Приведённый отрывок:
§ §

Началом русской философии, давшим толчок ее непрерывному последующему развитию, первым шагом к ее самостоятельности было объединение двух кружков: Станкевича – Белинского и Герцена – Огарева. Здесь, на русской почве, в значительной степени независимо и в оригинальной форме осуществилось сближение двух философских тенденций: идущей из декабризма революционно-политической и идущей от постижения Гегеля тенденции к построению цельного мировоззрения. Во взглядах Герцена, во многом еще туманных, декабризм скрестился с утопическим учением Сен-Симона, несущим обильный поток социальных идей, резко ставившим социальный вопрос, связавшим в кружке Герцена понятие о социализме с идеалом будущего. Передовая французская культура была едва ли не главным ориентиром в том неупорядоченном множестве идей, о котором Герцен пишет с сознательно принятой неопределенностью. Зато в гражданско-нравственном отношении это были уже не юноши, но мужи, умевшие сохранить высокое самообладание и достоинство во встрече с репрессивной машиной николаевского режима. Их взгляды еще не установились, но их враждебность к существующим в России порядкам была несомненной, и ссылка стала веским подтверждением начала русского философского движения. С самого начала представители нового мыслящего поколения оказались также деятелями русской истории.

§ §

Предоставленные строки:
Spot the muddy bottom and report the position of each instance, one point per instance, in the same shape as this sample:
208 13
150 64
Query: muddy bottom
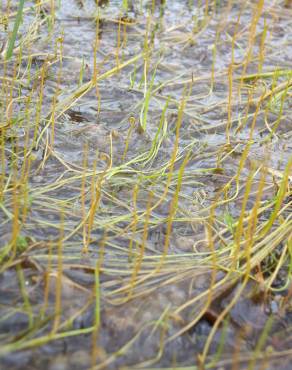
145 209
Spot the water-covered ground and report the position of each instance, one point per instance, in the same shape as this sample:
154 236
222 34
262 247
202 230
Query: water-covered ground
145 210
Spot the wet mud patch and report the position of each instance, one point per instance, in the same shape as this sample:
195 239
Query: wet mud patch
145 187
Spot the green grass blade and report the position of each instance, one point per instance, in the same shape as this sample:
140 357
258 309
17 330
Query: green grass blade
15 30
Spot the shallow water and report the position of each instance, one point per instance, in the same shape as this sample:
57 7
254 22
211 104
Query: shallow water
94 141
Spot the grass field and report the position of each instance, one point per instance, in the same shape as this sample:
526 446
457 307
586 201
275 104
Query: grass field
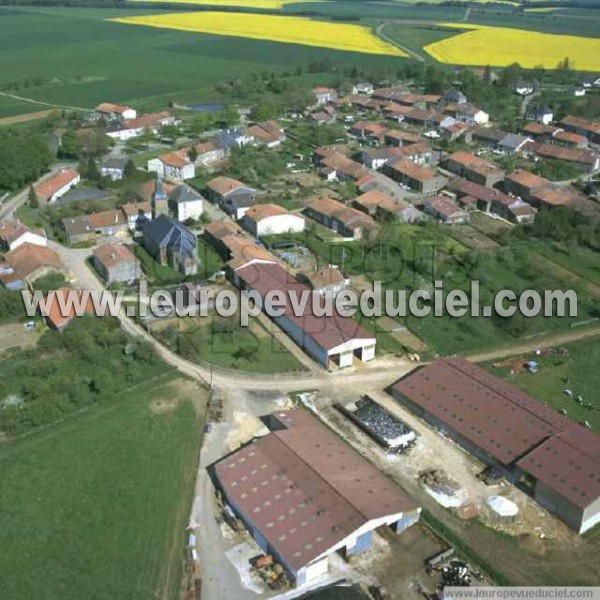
499 46
143 66
289 30
95 507
577 372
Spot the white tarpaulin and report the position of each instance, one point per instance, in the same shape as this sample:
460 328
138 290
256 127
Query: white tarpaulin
502 506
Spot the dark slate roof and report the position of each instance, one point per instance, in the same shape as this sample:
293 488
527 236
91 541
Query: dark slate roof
184 193
169 233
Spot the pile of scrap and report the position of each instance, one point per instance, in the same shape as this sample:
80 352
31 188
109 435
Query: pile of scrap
269 571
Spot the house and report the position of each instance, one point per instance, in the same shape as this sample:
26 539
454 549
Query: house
233 137
268 133
116 263
588 129
208 153
400 137
512 143
215 234
514 210
586 160
137 213
110 112
232 195
445 210
57 185
454 96
271 219
375 158
537 191
333 499
61 311
345 220
171 243
569 140
368 130
485 137
422 179
325 281
174 165
337 167
539 114
14 233
378 204
522 88
130 128
474 168
86 228
185 203
324 95
114 167
362 88
28 262
464 112
548 456
330 340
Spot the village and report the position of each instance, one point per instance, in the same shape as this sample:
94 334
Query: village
374 432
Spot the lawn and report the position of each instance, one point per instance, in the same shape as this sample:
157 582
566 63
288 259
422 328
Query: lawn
224 343
95 507
577 372
109 61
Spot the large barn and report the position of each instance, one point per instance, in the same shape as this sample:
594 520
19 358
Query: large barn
550 457
327 339
304 494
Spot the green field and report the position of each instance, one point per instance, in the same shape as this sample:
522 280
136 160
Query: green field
95 507
138 65
224 343
577 372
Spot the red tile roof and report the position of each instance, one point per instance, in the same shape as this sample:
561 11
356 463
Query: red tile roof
328 332
50 186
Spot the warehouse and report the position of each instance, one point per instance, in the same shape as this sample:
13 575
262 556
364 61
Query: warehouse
304 494
330 340
545 454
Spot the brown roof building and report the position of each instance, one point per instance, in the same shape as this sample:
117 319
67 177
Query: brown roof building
305 494
547 455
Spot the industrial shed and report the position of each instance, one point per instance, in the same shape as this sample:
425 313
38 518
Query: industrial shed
304 494
328 339
550 457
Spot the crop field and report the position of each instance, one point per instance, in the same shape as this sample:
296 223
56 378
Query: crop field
81 59
259 4
289 30
96 506
577 372
499 46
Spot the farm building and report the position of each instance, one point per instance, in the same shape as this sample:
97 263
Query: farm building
550 457
329 340
271 219
304 494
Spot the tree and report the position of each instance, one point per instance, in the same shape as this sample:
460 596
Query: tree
130 169
33 199
70 145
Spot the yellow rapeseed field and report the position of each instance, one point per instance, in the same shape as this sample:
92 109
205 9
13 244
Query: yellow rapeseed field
266 4
291 30
499 46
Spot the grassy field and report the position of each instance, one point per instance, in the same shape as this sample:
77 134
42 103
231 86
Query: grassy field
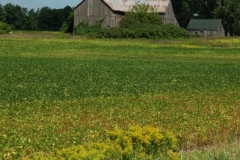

§ §

Письменное задание A:
Ответьте по отрывку о начале русской философии:
(i) Объединение каких двух кружков названо началом русской философии?
(ii) С каким учением скрестился декабризм во взглядах Герцена?
(iii) Какая культура была едва ли не главным ориентиром в этом множестве идей?
Письменное задание B: Напишите продолжение отрывка о начале русской философии, начиная сразу после его последнего предложения.

Результат A:
(i) Кружков Станкевича – Белинского и Герцена – Огарева.
(ii) С утопическим учением Сен-Симона.
(iii) Передовая французская культура.

Результат B:
Круг Станкевича – Белинского в отличие от герценовского ориентировался на немецкую культуру с ее высокой духовностью и особенно – на немецкую философию. Высшее достижение классического немецкого идеализма – философия Гегеля сделалась первым словом русской философии. Гегелевская философия, сосредоточившая в себе огромное количество понятий, способная играть роль подлинной школы философского мышления, в мистифицированной форме заключавшая в себе действительное знание о мире, больше всего годилась стать началом и базисом философского движения в России. Самый выбор был уже первым актом этого движения. Предстояло решить двойную задачу: научить Гегелеву философию говорить по-русски, то есть связать ее с насущными вопросами русской жизни, сделать орудием в решении этих вопросов, и научиться мыслить и говорить на языке гегелевских понятий, сделать их своими, присвоить себе гегелевскую систему в такой мере, чтобы она стала собственной философией участников первой русской философской академии: кружка Станкевича – Белинского. В Германии философия была плодом творчества отдельных сменявших друг друга гениев, создавших циклопические, достойные изумления мыслительные постройки и занимавших места на кафедрах немецких университетов.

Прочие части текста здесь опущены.